____ Data to process

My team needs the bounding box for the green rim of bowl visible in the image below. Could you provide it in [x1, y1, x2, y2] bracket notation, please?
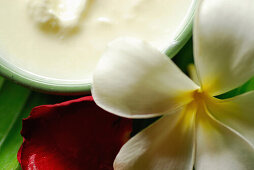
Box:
[0, 0, 198, 95]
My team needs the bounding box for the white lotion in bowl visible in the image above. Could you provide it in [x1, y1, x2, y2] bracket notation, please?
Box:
[0, 0, 193, 84]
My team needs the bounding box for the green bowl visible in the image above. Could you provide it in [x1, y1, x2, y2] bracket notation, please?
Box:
[0, 0, 198, 95]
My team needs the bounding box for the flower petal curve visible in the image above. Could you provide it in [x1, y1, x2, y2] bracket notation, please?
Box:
[92, 38, 199, 118]
[195, 104, 254, 170]
[18, 96, 132, 170]
[114, 104, 196, 170]
[194, 0, 254, 95]
[205, 91, 254, 145]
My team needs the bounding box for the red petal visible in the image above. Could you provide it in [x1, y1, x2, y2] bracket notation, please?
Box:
[18, 96, 132, 170]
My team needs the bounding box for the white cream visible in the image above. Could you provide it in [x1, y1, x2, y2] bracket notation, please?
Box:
[27, 0, 89, 29]
[0, 0, 193, 81]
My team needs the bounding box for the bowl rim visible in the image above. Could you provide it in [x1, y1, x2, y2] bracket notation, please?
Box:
[0, 0, 198, 95]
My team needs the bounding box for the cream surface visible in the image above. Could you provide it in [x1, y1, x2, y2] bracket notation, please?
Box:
[0, 0, 193, 82]
[27, 0, 89, 28]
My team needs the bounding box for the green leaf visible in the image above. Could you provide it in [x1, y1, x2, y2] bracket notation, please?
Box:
[218, 77, 254, 99]
[0, 80, 30, 170]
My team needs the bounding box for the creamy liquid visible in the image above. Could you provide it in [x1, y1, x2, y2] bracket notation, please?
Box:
[0, 0, 193, 82]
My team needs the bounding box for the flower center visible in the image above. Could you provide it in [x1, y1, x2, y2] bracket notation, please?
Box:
[191, 89, 209, 111]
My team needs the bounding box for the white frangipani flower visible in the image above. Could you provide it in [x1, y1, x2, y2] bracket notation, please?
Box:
[92, 0, 254, 170]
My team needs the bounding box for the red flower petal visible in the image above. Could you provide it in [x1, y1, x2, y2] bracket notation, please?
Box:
[18, 96, 132, 170]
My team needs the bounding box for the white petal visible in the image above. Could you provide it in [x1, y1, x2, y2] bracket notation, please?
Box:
[205, 91, 254, 145]
[114, 104, 196, 170]
[194, 0, 254, 95]
[195, 104, 254, 170]
[92, 38, 199, 118]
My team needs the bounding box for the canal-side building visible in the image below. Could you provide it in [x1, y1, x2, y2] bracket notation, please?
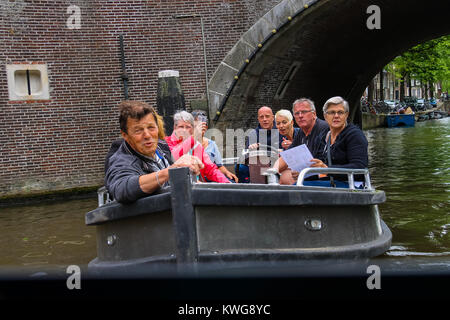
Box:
[364, 71, 438, 102]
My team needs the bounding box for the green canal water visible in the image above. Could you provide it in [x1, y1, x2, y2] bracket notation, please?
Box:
[0, 117, 449, 270]
[367, 116, 450, 258]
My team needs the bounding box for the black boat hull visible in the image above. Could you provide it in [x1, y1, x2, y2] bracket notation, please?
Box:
[86, 168, 392, 273]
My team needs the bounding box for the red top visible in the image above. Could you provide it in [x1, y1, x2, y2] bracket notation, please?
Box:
[165, 133, 230, 183]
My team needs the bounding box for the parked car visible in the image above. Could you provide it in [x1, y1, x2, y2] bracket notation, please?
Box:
[416, 99, 426, 110]
[384, 100, 396, 111]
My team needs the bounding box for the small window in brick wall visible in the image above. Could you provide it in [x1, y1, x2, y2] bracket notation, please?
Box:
[274, 61, 301, 100]
[6, 63, 50, 101]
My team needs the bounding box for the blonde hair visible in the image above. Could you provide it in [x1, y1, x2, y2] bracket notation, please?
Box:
[275, 109, 293, 122]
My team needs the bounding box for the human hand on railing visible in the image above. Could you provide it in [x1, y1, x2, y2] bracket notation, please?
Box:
[171, 154, 204, 175]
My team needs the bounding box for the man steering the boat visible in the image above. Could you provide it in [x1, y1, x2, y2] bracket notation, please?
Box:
[105, 100, 204, 203]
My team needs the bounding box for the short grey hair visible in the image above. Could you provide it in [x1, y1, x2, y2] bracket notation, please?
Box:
[292, 98, 316, 112]
[275, 109, 293, 122]
[173, 110, 194, 127]
[323, 96, 349, 113]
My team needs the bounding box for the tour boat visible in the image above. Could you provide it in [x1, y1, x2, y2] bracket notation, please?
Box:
[86, 159, 392, 273]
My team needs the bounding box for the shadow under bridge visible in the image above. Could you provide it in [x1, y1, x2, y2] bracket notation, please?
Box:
[208, 0, 450, 130]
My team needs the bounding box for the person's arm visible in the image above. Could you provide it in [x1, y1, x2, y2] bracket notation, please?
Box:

________

* _Task instructions_
Give the count of lines in the records above that hold the string "hair", and only that count.

* _Written response_
2